-- start --
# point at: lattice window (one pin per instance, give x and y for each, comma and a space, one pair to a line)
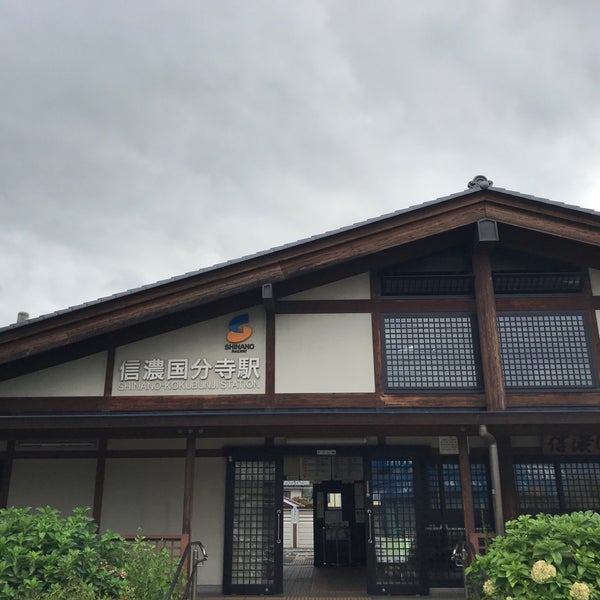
545, 350
537, 488
394, 521
581, 486
253, 548
430, 352
557, 486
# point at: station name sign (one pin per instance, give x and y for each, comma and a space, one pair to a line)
233, 365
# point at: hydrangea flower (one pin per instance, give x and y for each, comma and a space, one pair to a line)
580, 591
488, 588
542, 571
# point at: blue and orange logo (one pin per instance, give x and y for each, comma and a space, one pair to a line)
238, 330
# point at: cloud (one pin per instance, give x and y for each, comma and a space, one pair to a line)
143, 140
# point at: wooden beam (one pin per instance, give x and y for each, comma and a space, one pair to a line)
489, 340
466, 485
99, 482
188, 487
6, 472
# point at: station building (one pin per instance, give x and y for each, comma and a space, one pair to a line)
430, 374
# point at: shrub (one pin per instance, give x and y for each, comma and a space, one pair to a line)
46, 557
546, 557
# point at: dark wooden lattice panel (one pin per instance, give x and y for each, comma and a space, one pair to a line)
394, 524
253, 546
430, 352
537, 489
545, 350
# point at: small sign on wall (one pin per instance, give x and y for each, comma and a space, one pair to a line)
448, 444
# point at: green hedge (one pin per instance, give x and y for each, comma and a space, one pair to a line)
547, 557
45, 556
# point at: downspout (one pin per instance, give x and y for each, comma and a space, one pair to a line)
490, 440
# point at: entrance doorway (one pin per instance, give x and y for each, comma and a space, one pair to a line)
339, 524
372, 515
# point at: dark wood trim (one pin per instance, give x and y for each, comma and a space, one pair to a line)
507, 479
489, 340
99, 482
5, 477
376, 338
188, 486
270, 357
565, 399
466, 485
110, 369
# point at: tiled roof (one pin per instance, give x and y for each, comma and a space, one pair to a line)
414, 208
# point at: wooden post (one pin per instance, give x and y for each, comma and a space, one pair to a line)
489, 339
188, 488
6, 473
99, 483
466, 485
507, 479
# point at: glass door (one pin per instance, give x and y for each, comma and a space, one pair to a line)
394, 500
254, 524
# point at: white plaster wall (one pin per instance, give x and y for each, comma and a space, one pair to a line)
324, 353
147, 444
595, 281
143, 493
83, 377
63, 484
208, 518
352, 288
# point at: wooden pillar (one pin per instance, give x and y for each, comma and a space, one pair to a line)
99, 483
466, 485
188, 488
489, 339
6, 473
507, 478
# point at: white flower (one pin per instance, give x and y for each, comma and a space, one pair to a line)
542, 571
488, 588
580, 591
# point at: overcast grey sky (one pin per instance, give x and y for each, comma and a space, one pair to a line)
140, 139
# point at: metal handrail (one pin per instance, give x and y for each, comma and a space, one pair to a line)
199, 556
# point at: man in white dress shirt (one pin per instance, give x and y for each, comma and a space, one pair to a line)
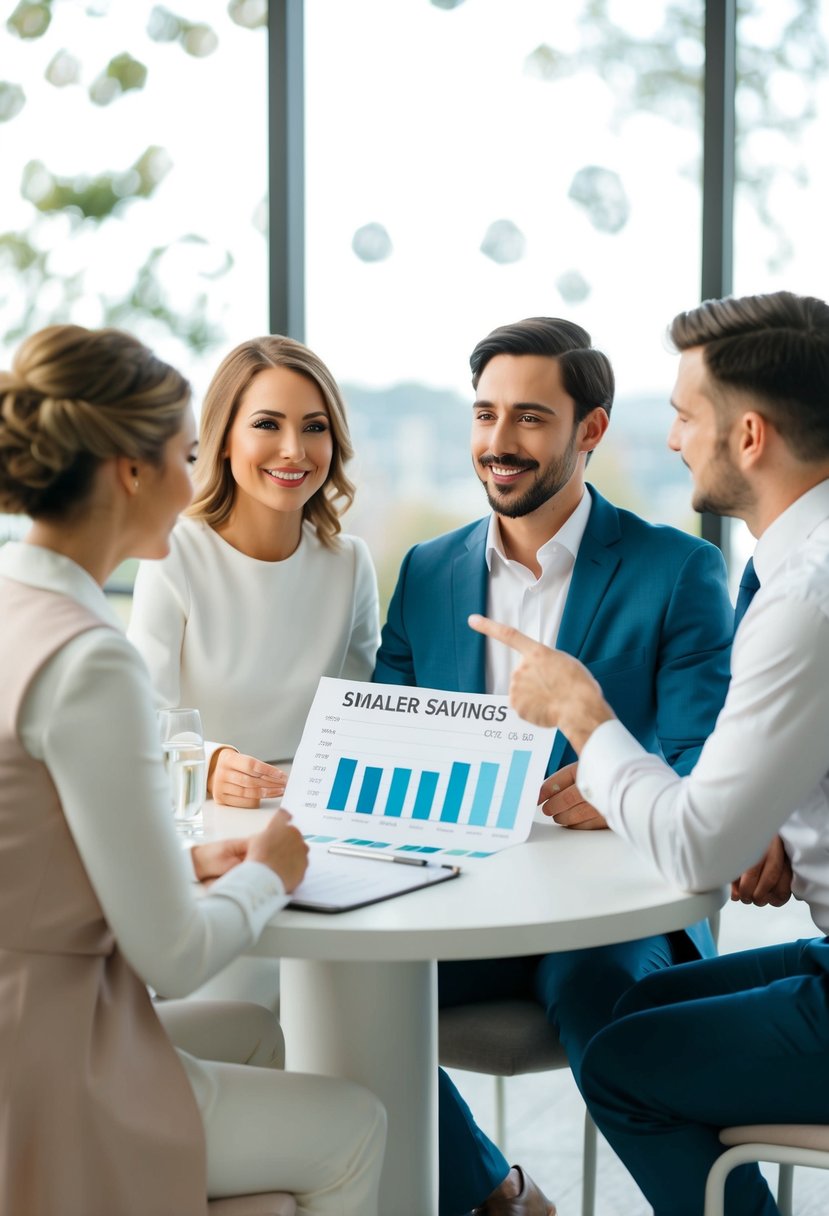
742, 1039
644, 607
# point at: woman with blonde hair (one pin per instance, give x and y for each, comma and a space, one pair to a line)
261, 594
99, 1113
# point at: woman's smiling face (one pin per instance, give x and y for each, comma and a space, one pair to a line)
280, 444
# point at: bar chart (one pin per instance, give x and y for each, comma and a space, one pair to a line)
463, 780
429, 770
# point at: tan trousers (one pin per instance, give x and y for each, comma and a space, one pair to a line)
317, 1137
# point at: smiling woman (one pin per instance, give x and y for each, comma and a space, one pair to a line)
261, 594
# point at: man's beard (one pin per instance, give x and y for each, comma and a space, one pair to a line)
727, 493
543, 488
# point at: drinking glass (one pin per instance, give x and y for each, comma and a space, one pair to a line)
182, 746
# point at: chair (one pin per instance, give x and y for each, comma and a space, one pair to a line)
509, 1039
271, 1204
788, 1144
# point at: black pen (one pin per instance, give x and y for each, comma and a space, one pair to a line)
347, 850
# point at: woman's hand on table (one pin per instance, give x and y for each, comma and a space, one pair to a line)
215, 857
236, 780
562, 799
282, 848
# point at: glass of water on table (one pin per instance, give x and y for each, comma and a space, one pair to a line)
182, 747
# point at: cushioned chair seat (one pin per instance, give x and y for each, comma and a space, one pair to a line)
789, 1144
271, 1204
811, 1136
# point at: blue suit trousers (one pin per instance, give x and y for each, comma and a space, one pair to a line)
743, 1039
577, 990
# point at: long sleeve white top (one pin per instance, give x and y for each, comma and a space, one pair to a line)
89, 716
765, 767
246, 641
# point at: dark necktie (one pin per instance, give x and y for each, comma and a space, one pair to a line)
749, 585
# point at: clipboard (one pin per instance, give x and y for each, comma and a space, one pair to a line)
343, 882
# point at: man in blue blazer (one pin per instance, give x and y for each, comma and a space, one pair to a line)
644, 607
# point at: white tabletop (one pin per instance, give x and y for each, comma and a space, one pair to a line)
560, 890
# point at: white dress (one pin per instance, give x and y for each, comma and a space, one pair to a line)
246, 641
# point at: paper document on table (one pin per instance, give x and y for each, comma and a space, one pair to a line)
417, 770
338, 883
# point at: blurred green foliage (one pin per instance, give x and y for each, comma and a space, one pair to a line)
30, 20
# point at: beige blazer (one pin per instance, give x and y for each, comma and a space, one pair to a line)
96, 1114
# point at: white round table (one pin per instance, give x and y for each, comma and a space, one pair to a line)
359, 989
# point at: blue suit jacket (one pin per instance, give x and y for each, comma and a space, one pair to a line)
647, 612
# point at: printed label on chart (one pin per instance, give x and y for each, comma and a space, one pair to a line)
416, 769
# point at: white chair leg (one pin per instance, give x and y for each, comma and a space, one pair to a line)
715, 1186
501, 1114
784, 1187
588, 1167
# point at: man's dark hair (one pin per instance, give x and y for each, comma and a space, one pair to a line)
586, 373
774, 347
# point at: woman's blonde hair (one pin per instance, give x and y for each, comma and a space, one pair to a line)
73, 399
214, 485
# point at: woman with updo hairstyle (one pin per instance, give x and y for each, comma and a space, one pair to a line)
261, 594
100, 1114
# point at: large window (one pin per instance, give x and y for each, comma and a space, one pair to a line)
469, 165
134, 176
782, 197
134, 172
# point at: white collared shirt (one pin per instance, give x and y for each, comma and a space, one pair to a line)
766, 767
517, 597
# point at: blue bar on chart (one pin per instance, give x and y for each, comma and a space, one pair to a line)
343, 778
367, 795
481, 799
454, 797
512, 791
394, 803
426, 793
-- end --
## GIVEN PROBLEM
Return each line of the data, keeping its wording exact and omitting pictures.

## ANSWER FOR THIS EXERCISE
# point at: lattice window (one pin per instance, give x and y for each, comma and a space, one pair to a line)
545, 350
537, 488
394, 521
581, 486
253, 548
430, 352
557, 486
# point at: station name sign (one pin per instance, give x and y for each, comma and a space, one pair to a line)
233, 365
# point at: hydrangea flower (one pin per instance, give x and y for each, comma and a space, one pair to a line)
580, 591
488, 588
542, 571
# point at: blue and orange logo (one pin per instance, give x and y for each, comma and a space, one pair to a line)
238, 330
# point at: cloud (one pin per instance, give x and y for each, comma and a space, one pair to a line)
143, 140
# point at: wooden beam (one pin per instance, give x and y for each, comma and a space, one pair to a line)
489, 340
466, 485
99, 482
188, 487
6, 472
# point at: station building (one pin per instance, give x and y for each, comma and a space, one pair to a line)
430, 374
# point at: shrub (one pin per instance, give x and y for each, comma and a space, one pair to a line)
46, 557
546, 557
# point at: dark wooden lattice panel (one pin per instance, give x and y for each, comma and a space, one pair to a line)
394, 524
253, 546
430, 352
537, 489
545, 350
# point at: small sign on wall (one pin per instance, give x and y for each, comma and a space, one pair to a line)
448, 444
# point at: green hedge (one pin per instance, give x and y for each, comma and a space, one pair to a line)
547, 557
45, 556
# point at: downspout (one pin per instance, give x and y for each, comma and a space, one pair to a line)
490, 440
# point at: entrance doorway (one pin per instance, give x and y for each, comma and a space, one pair to a line)
339, 524
372, 515
# point at: dark wood trim (one pin per instance, give x and y for each, comma and a space, one pair to a line)
507, 479
489, 340
99, 482
5, 477
376, 338
188, 486
270, 357
565, 399
466, 485
110, 369
# point at: tiled roof (one pin per instance, give x and y for each, comma and a space, one pair to a line)
414, 208
# point at: wooden post (one pin per instance, give x and y for each, comma and a space, one pair to a line)
489, 339
188, 488
6, 473
99, 483
466, 485
507, 479
# point at: glass door (one pin per instance, give x and y for each, comma and a space, one pair to a line)
394, 500
254, 524
# point at: white plaster wall (one pin per instance, give x and y for each, comma and a space, one pair to a line)
324, 353
147, 444
595, 281
143, 493
83, 377
63, 484
208, 518
352, 288
# point at: wooden pillar (one pin per instance, give x and y for each, comma and a space, one pair to a line)
99, 483
466, 485
188, 488
489, 339
6, 473
507, 478
# point at: white flower (one pin per instance, give x and y for each, comma and a space, one pair to a line)
542, 571
488, 588
580, 591
# point at: overcast grey sky (one pin per instance, give x and y for each, comma and a space, one pair to a line)
140, 139
# point at: metal handrail (one pin per instance, give x and y for each, comma and a space, one pair to a line)
199, 556
# point at: man in white dress shirt (one pin per instance, give x and y for each, comma and a space, one pair to a line)
742, 1039
644, 607
# point at: woman with blonde hair (one pin per instance, give x and y for each, comma and a space, one pair to a line)
261, 594
99, 1113
# point at: woman's smiling face (one pin per instance, give x and y for each, comma and a space, one pair to a line)
280, 444
# point at: bar chart (one pin per instance, give x and y for each, comma and a space, one pair to a line)
463, 780
429, 770
# point at: tan trousers (one pin per instance, give x and y for each, comma and a space, one pair to a line)
317, 1137
# point at: smiling woman (one pin per instance, give x and y for each, comma and a space, one pair to a line)
261, 594
# point at: man's beard (one pin per instance, give x and y for each, comma and a space, one pair to a line)
727, 493
543, 488
# point at: drinking glass (one pin per instance, give x and y for each, comma and a space, one pair to a line)
182, 746
# point at: chair (one pin per instance, give x and y for each, comma and a space, one pair to a line)
509, 1039
271, 1204
788, 1144
# point at: black pen (one pin per instance, give x and y for each, comma and a space, one pair to a line)
347, 850
# point at: woman's hand on table (one pin per instance, give x and y for each, comma and a space, one pair to a line)
215, 857
236, 780
562, 799
282, 848
# point at: glass of water on table (one pin per instance, give x and y for each, comma and a space, one pair to a line)
182, 747
# point at: cushioned chair seat (one pin per instance, give x and y for each, comma and a space, one pair to a line)
789, 1144
271, 1204
811, 1136
# point at: blue suit trousers (one pin per instance, give x and y for each, comma and a space, one pair to a line)
743, 1039
577, 990
# point at: long sleeve white top (one pin per instance, give x and y for each, comma and a space, one pair to a line)
89, 716
765, 767
246, 641
# point at: dark necktie (one pin per instance, give x and y for each, comma and a space, one pair to a line)
749, 585
# point at: clipboard (one pin per instance, give x and y for each, comma and a space, one pair to a line)
343, 882
# point at: man in blue blazer (one pin per instance, give x and y for each, comma and a space, one pair to a line)
644, 607
# point at: white tabletop (one pin per instance, give x and y for each, comma and a space, one pair to a line)
560, 890
# point at: white dress (one pin per instance, give x and y for each, comma and a space, one pair to a line)
246, 641
# point at: paper document on table (one pin per instance, give x and y for each, comma and a space, one pair to a line)
417, 770
338, 883
# point at: blurred green foliage (one pin per instance, give x and y for each, comma and a space, one pair to a line)
30, 20
# point at: beige blazer (one pin per instance, give x and y for each, comma and a space, one pair to a line)
96, 1114
# point at: white round table (one pin per instance, give x and y for each, comma and a space, one pair to a line)
359, 989
# point at: blue suit jacket (one pin per instance, give x and y for each, comma and a space, one pair to a line)
647, 612
# point at: printed label on chart (one pin per instance, give x and y for each, comma and a space, one pair to a line)
416, 769
# point at: white chair leg (one pin per instance, give x and y for each, comma and a space, one pair to a line)
715, 1186
501, 1114
784, 1187
588, 1167
# point at: man's dark hair (one pin per instance, give x and y for each, comma and a space, one pair to a line)
586, 373
774, 347
# point at: woman's blonde hair (one pin per instance, give x and y for each, comma and a space, one pair to a line)
73, 399
214, 485
# point at: woman with updo hairstyle (one pin per instance, give x and y for each, comma and a space, one pair to a line)
261, 594
100, 1114
# point at: large window (one pin per instance, give x and y for each, comma and a space, one pair to a line)
469, 165
134, 176
782, 197
134, 172
# point at: white collared shirt (one pin per instance, give x and y for each, comma and a space, one pair to a line)
766, 767
517, 597
# point at: blue bar on chart (one pin per instance, give x and y for each, comma and a space, one pair to a line)
343, 778
367, 795
481, 799
454, 797
512, 791
394, 803
426, 793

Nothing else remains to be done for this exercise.